• **TEXT SECTION**:
%%

Regine Live: Songbird Sing the Classics is the first live album of singer-actress Regine Velasquez-Alcasid. It was released in 2000 in the Philippines, under Viva Records. The album was certified 6× platinum by PRIMA, denoting shipments of 200,000+ copies sold in Philippines.

This album was recorded live from Velasquez's concert "Songbird Sings the Classics" at The Westin Philippine Plaza on October 6, 2000.

Critical reception

In a review of the album, David Gonzales of AllMusic wrote: "Velasquez's voice is difficult to hear on the beginning of "Autumn Leaves", a problem which plagues other songs here, including "Sometime Somewhere", "If You Go Away", "What Are You Doing the Rest of Your Life", and "Run to You", among others. She sings in a very high, thin register in the beginning of many songs, and this probably contributes to the problem, but the technical mixing could have been better, too."

Track listing

1 ("Moon River", "Two for the Road", "Moment to Moment")

%%

• **Coordinate labeling data**:
%%

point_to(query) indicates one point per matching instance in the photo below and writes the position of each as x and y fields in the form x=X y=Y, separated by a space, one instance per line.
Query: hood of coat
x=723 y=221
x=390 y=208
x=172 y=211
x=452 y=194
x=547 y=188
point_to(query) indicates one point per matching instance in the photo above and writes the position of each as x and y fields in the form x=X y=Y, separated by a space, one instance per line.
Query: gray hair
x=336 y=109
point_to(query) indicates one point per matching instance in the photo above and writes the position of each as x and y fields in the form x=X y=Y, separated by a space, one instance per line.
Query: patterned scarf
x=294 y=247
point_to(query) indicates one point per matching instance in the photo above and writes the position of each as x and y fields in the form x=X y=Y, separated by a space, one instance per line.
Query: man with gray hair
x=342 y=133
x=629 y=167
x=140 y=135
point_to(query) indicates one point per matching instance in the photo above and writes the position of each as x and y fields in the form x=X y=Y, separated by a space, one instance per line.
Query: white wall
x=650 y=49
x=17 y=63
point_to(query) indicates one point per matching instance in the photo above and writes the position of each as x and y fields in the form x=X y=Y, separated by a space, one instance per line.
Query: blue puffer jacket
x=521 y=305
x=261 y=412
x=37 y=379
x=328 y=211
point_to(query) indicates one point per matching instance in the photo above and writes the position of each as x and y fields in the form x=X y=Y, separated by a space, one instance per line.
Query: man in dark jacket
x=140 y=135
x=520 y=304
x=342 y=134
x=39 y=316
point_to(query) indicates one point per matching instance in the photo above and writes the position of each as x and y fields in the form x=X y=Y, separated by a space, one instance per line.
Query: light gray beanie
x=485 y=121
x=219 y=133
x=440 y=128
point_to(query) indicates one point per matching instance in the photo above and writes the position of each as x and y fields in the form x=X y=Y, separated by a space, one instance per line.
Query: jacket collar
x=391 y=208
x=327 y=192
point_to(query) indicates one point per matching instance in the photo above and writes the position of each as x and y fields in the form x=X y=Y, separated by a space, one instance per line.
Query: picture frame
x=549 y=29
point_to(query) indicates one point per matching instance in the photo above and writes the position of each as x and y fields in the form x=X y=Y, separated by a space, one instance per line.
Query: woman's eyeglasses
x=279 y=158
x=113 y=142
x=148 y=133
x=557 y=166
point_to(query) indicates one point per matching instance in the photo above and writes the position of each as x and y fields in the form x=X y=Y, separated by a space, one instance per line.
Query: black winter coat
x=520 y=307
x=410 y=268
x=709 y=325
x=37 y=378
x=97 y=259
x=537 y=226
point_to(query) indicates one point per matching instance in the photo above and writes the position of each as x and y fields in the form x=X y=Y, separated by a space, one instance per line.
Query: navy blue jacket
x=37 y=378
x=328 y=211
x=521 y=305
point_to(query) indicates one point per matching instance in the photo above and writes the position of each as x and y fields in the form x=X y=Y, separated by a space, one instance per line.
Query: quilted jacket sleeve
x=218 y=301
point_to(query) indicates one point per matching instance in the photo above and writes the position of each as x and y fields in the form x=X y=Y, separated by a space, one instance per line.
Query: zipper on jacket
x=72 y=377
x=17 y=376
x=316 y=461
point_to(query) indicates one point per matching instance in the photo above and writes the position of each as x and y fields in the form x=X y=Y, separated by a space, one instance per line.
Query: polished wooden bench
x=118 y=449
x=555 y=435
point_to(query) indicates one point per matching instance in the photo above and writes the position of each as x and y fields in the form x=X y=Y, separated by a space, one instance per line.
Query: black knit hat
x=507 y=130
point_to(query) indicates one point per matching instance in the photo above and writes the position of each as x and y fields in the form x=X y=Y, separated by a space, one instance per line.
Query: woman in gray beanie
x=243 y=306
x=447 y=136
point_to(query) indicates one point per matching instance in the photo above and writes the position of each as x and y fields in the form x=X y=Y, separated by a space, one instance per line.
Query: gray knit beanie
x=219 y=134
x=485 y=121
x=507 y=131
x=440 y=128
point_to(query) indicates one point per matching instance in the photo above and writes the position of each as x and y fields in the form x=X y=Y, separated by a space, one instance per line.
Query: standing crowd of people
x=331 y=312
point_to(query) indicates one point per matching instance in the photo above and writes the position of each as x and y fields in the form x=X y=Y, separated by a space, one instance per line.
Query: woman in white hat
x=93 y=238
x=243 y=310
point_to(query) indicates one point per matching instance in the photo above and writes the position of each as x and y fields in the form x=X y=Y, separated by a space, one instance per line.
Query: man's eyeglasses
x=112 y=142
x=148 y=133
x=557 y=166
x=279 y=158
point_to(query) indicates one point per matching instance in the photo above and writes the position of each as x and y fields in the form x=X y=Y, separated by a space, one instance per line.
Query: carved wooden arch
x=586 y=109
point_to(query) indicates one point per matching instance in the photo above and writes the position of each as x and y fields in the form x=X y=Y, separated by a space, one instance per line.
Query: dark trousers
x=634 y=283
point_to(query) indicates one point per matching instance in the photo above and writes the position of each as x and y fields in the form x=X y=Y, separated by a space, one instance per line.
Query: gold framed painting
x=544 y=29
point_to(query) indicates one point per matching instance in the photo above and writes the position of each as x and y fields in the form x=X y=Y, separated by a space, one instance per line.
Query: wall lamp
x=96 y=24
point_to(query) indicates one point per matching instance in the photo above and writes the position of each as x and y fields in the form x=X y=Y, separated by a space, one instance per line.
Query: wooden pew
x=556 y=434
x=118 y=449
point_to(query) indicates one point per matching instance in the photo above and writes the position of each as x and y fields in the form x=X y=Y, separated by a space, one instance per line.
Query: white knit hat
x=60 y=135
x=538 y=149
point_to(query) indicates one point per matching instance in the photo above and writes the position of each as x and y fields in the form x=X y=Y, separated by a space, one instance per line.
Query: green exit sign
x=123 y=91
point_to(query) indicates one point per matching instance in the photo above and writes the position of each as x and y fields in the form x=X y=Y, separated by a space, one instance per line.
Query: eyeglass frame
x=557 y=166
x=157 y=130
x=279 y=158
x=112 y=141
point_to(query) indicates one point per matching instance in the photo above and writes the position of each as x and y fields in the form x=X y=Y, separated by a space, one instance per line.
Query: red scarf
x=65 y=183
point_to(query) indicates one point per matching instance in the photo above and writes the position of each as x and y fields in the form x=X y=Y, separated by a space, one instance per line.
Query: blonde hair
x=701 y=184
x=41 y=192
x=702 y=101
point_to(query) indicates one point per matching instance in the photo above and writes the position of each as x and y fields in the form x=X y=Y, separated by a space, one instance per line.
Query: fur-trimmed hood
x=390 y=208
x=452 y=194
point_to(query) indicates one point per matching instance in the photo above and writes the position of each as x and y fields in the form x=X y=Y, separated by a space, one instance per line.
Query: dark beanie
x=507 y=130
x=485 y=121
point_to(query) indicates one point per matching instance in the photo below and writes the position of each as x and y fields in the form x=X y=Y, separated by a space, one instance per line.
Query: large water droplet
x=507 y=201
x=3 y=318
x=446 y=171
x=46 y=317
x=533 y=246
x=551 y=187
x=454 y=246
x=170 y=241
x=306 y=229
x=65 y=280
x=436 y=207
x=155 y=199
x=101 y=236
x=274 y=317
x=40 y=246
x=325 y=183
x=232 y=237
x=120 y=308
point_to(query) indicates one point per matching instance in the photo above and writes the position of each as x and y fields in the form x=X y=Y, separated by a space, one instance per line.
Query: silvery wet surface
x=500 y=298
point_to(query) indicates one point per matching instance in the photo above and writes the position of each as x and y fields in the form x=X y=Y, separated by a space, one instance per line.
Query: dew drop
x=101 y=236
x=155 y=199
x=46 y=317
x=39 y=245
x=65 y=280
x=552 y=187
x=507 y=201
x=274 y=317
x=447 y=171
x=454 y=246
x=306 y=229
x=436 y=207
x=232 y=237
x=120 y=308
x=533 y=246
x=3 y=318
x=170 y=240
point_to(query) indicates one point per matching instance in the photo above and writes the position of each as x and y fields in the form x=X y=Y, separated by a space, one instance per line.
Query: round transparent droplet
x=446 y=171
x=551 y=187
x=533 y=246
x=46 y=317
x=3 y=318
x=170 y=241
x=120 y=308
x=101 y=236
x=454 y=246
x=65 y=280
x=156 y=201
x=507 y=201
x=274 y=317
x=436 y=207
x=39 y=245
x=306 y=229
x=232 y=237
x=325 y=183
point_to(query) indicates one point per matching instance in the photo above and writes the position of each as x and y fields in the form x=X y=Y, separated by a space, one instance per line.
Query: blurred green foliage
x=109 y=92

%%

• **EXERCISE GOAL**:
Copy out the passage of the album text that opens with the words containing "Regine Live: Songbird" and closes with "October 6, 2000.", substituting "show" for "concert".

• **SOLUTION TO THIS TASK**:
Regine Live: Songbird Sing the Classics is the first live album of singer-actress Regine Velasquez-Alcasid. It was released in 2000 in the Philippines, under Viva Records. The album was certified 6× platinum by PRIMA, denoting shipments of 200,000+ copies sold in Philippines.

This album was recorded live from Velasquez's show "Songbird Sings the Classics" at The Westin Philippine Plaza on October 6, 2000.